━━━ Fonte

Così eccomi sintonizzato su Raiuno per la seconda serata del Festival di Sanremo, in attesa dell'anticristo venuto dal Canada, tale Rufus Wainwright che, citando qua e là, presenterà al pubblico le sue canzoni blasfeme, si crocifiggerà sul palco dell'Ariston e farà propaganda gay contro la dignità del pubblico cattolico.
Qua si toccheranno picchi di ansia e tensione degni dei due aspiranti suicidi della prima serata.
La presentazione però mi fa salire qualche dubbio: "il miglior cantautore del mondo" (Fazio cita Elton John) entra in scena in jeans, giacca e cravatta e si mette al pianoforte. Beh, un po' soft come anticristo, ma vediamo che combina. Un paio di canzoni, un saluto, baci al pubblico e via.
No dai, scherziamo? E il messia gay? E dov'è la croce? E i papaboy?

━━━━━━
━━━ Dati estratti

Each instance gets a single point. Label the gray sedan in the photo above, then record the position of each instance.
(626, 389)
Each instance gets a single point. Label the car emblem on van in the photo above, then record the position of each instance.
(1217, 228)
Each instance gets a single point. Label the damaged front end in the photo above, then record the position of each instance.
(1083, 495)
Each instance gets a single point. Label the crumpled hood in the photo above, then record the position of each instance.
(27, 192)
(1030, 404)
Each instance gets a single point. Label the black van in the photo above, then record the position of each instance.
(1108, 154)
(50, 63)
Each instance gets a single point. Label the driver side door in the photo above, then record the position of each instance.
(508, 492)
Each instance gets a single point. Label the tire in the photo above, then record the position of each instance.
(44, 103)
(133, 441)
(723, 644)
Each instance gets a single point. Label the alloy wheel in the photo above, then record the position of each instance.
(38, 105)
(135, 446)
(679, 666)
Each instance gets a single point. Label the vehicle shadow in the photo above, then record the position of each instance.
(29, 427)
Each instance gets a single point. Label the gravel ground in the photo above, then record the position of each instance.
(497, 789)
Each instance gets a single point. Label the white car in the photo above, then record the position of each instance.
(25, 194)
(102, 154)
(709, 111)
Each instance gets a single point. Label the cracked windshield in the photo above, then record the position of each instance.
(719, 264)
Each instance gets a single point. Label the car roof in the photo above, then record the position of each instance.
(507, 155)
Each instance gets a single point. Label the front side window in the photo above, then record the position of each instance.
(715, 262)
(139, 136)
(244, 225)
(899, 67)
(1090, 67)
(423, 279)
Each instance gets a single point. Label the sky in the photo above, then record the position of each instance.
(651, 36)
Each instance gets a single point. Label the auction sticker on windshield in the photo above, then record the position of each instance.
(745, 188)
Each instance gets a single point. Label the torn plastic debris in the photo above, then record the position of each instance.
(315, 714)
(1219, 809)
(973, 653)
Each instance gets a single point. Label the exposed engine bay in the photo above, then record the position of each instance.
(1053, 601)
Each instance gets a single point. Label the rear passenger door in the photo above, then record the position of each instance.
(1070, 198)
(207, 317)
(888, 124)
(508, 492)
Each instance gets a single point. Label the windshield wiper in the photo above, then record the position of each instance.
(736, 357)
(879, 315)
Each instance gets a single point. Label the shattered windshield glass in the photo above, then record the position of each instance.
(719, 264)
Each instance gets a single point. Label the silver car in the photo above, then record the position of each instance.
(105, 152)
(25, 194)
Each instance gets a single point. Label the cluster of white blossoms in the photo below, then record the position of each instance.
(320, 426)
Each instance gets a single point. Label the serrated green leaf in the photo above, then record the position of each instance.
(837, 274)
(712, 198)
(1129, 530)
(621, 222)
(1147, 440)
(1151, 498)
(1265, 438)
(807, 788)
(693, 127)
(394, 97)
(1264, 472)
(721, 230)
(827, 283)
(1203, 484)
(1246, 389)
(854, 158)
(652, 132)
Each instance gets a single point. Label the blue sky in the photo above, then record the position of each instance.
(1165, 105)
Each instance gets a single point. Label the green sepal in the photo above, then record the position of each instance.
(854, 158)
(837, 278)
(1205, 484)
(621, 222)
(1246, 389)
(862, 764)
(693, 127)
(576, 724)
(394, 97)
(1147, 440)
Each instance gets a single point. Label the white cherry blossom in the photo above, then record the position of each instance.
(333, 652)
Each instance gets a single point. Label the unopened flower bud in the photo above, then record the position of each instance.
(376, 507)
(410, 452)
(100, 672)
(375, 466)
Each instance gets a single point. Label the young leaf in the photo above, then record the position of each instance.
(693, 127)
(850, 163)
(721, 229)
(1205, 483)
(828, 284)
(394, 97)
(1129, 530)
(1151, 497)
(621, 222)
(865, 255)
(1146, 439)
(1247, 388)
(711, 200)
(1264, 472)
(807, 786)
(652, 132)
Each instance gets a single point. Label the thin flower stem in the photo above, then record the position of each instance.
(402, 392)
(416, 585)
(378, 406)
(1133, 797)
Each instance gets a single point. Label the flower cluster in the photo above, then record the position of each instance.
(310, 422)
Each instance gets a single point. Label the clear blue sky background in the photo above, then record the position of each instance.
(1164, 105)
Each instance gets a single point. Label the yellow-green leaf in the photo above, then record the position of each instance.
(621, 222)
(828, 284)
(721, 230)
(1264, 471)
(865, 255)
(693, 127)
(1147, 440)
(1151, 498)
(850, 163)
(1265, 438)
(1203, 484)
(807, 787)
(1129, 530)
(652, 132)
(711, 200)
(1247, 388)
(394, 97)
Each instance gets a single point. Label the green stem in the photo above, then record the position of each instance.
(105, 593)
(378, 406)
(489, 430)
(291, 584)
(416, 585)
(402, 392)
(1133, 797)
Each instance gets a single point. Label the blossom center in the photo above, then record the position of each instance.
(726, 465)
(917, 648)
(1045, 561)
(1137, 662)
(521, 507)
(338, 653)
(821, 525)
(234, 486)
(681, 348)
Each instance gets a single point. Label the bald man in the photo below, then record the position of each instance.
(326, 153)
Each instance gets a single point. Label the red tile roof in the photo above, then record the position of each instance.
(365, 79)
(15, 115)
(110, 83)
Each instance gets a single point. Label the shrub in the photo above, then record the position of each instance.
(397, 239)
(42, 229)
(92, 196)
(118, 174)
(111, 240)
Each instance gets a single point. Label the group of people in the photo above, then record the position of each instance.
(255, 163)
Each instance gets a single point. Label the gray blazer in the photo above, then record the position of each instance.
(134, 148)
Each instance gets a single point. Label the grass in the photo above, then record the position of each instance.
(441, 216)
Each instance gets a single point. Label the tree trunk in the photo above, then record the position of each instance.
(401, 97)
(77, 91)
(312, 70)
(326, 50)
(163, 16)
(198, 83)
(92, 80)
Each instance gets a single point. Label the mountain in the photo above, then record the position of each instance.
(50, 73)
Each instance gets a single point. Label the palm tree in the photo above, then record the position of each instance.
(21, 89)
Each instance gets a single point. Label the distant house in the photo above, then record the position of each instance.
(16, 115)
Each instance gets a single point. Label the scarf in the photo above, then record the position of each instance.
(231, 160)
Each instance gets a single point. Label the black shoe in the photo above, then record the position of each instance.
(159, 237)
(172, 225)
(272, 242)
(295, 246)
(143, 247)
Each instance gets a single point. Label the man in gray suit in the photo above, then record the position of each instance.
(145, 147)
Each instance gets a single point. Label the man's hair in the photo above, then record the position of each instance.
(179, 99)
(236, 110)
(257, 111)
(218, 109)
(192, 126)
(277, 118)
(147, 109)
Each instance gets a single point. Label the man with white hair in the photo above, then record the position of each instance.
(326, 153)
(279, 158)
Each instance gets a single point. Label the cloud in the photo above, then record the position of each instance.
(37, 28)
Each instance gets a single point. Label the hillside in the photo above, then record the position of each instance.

━━━━━━

Esercizi:
1 – Indica se ciascuna affermazione concorda con il testo su Sanremo, rispondendo sì o no e citando le parole decisive: (a) il cantante entra in scena in jeans, giacca e cravatta; (b) il testo riguarda la prima serata del Festival; (c) Rufus Wainwright arriva dal Canada.
2 – Traduci in inglese questa frase del testo su Sanremo: "Beh, un po' soft come anticristo, ma vediamo che combina."
3 – Prosegui il testo su Sanremo partendo dopo la sua ultima frase.

Risposte per esercizio:
1 –
(a) Sì: "entra in scena in jeans, giacca e cravatta e si mette al pianoforte".
(b) No: "per la seconda serata del Festival di Sanremo".
(c) Sì: "in attesa dell'anticristo venuto dal Canada".

2 – Well, a bit soft as antichrists go, but let's see what he gets up to.

3 –
Come al solito basta una scintilla e il sempre più accanito "popolo della rete" si accende come un cerino. Petizioni, articoli, raccolta firme e indignazione pubblica hanno spopolato sui social network, quando Wikipedia (cioè quanto di più popolare si possa pensare) neanche accenna a nessuno scandalo riguardo a questo artista canadese nato a New York. È bastato il testo di una canzone di dieci anni fa, una foto "scandalosa" di un suo concerto per scatenare un putiferio, il tutto amplificato dal fatto che Wainwright è gay. È gay e difende i diritti dei gay. E poco importa che la vittima delle sue invettive (di cui tra l'altro non c'è stata traccia a Sanremo) a sua volta ne sbraita altrettante da secoli in direzione contraria, lui non può permettersi! Chi semina vento raccoglie tempesta, si dice. E se si è lanciato fango non capisco come si possa pensare di ricevere in cambio carezze.
E se lo scandalo porta al dialogo, sia questo sui diritti dei gay o sulle incongruenze della Chiesa cattolica, ben venga, non si inventa nulla. Anche Madonna si esibì crocifissa, De André riscrisse i dieci comandamenti e Cristicchi intona canzoni contro i preti. Insomma, niente di nuovo sotto il sole.
Come per gli aspiranti suicidi.
Speriamo nella terza serata.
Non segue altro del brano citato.